### [EXERCISE PROMPT]
Each line of the listing that includes the string "bracket" needs to be located and copied.

□ □ □ □

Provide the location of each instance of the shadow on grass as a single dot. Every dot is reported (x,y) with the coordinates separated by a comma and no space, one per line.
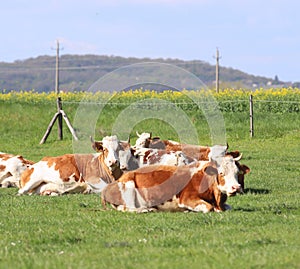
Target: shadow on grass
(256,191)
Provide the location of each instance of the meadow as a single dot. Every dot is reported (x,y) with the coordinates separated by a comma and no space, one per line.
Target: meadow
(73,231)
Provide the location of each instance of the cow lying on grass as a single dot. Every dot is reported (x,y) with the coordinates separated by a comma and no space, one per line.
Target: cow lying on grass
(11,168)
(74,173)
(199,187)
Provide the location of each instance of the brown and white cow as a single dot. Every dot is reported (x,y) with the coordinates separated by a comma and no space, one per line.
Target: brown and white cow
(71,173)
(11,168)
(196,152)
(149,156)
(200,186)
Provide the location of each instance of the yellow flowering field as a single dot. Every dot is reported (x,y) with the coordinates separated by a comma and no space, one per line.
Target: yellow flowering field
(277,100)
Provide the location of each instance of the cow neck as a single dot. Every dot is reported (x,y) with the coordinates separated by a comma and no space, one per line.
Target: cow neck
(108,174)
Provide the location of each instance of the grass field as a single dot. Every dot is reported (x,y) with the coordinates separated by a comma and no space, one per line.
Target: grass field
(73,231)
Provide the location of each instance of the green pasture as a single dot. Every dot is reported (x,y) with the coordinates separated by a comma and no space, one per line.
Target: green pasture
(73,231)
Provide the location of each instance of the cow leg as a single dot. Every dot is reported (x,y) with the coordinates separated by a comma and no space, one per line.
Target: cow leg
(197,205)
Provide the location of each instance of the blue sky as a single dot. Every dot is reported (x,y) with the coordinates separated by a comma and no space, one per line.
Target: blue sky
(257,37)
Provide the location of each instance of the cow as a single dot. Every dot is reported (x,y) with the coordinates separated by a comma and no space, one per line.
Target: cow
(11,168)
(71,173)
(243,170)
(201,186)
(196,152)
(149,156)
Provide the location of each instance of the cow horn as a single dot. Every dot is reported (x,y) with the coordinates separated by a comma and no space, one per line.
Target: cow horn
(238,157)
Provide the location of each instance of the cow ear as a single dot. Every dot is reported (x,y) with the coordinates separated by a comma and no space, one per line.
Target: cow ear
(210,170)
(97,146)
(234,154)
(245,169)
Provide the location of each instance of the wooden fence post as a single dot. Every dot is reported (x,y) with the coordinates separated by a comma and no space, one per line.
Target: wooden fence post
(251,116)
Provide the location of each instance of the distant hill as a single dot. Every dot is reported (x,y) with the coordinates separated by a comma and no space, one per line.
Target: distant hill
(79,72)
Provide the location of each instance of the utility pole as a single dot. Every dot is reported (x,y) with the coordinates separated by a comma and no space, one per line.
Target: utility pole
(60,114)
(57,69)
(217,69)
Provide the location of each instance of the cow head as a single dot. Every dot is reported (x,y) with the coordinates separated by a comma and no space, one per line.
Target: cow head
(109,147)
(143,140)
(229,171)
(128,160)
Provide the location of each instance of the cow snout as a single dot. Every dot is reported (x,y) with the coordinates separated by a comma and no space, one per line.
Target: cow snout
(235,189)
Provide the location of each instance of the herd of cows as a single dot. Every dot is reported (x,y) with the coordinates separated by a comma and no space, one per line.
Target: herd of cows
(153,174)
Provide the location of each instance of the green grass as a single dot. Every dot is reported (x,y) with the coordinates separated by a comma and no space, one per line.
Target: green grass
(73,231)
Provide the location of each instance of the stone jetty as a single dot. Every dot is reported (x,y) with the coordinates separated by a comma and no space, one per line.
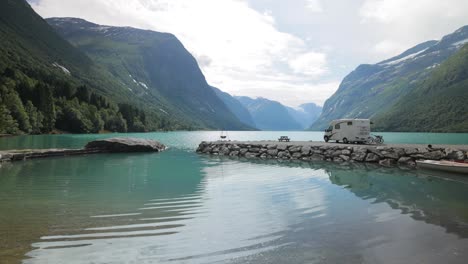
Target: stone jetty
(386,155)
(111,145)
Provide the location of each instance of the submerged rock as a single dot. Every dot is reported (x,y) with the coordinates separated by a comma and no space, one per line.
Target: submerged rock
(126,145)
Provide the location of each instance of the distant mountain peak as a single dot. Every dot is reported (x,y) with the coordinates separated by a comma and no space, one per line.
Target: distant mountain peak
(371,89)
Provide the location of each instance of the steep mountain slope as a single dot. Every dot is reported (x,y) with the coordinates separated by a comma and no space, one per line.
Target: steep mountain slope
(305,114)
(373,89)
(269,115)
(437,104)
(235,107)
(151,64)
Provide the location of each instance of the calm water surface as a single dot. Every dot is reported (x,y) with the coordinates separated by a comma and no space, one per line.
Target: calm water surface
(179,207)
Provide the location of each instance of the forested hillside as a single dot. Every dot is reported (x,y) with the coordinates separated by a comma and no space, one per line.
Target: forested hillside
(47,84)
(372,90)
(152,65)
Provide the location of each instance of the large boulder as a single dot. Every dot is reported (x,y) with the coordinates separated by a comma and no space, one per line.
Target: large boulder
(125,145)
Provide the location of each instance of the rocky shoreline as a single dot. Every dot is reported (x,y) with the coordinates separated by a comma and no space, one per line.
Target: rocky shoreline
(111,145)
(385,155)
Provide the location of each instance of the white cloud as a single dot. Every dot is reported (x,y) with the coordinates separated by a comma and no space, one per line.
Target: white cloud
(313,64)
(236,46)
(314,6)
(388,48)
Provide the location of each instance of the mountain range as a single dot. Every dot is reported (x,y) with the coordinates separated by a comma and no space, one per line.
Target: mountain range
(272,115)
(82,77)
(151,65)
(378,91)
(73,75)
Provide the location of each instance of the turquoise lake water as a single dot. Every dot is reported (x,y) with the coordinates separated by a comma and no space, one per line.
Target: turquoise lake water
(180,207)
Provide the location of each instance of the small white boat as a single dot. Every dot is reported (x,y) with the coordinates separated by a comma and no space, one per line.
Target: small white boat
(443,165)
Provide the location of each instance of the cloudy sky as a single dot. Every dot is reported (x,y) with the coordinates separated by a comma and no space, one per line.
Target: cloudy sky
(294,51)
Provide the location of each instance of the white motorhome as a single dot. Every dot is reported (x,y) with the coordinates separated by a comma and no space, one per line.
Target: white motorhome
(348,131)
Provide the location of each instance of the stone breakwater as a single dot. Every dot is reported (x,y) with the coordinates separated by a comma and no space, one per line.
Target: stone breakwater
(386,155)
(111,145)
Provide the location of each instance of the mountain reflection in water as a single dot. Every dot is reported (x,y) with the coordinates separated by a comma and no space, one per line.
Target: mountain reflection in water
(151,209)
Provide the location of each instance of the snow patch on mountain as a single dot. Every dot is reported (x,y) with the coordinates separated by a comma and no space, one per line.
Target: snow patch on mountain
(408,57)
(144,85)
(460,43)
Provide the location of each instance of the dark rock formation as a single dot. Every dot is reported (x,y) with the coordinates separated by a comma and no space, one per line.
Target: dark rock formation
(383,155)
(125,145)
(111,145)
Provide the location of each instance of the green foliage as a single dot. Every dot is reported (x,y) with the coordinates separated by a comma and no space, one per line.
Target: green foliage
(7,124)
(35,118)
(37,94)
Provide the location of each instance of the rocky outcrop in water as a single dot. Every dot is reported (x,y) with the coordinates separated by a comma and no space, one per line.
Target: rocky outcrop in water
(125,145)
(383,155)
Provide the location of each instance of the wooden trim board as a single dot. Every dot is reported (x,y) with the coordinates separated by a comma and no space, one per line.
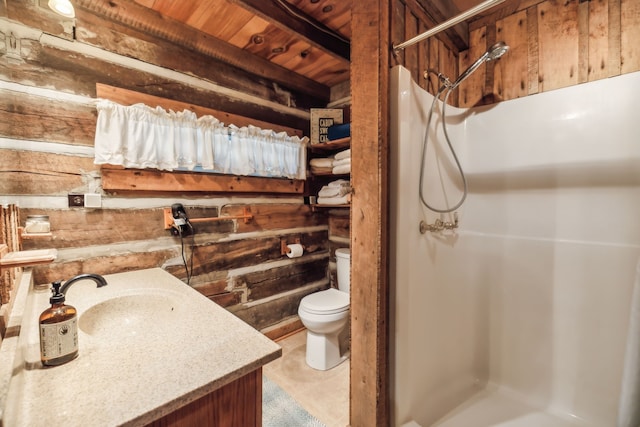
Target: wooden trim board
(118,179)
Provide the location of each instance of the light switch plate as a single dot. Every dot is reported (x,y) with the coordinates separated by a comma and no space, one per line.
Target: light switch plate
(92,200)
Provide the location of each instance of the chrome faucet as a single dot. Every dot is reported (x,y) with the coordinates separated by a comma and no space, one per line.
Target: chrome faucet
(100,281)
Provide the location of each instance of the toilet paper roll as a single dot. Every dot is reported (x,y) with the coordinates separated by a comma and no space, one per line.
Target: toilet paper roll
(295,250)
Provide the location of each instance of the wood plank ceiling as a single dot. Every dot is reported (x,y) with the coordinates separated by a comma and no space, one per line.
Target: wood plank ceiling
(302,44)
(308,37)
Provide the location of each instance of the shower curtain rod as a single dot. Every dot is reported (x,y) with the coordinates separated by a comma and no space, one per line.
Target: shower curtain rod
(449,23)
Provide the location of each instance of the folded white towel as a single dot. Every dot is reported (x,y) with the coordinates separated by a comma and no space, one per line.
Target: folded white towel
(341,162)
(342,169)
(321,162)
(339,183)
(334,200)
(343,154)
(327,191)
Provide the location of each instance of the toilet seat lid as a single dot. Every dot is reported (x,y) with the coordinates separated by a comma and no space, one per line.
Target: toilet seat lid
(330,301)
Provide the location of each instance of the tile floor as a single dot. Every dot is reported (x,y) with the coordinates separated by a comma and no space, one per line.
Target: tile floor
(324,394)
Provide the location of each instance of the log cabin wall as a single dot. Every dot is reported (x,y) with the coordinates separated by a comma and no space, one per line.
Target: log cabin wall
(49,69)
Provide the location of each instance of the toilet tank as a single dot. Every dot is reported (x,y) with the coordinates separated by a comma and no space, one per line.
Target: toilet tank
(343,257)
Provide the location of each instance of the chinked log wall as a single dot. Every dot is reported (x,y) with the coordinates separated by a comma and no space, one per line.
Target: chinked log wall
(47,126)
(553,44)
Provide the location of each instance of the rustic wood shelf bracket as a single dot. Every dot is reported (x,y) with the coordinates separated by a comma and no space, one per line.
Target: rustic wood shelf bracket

□ □ □ □

### [SOLVED PROBLEM]
Provide the location of each instance of the rustic wood shelf bracket as a single dot. Every dot is reported (x,y) with the coordinates separated by a comma and no space, one per line.
Target: rustic wood shelf bracket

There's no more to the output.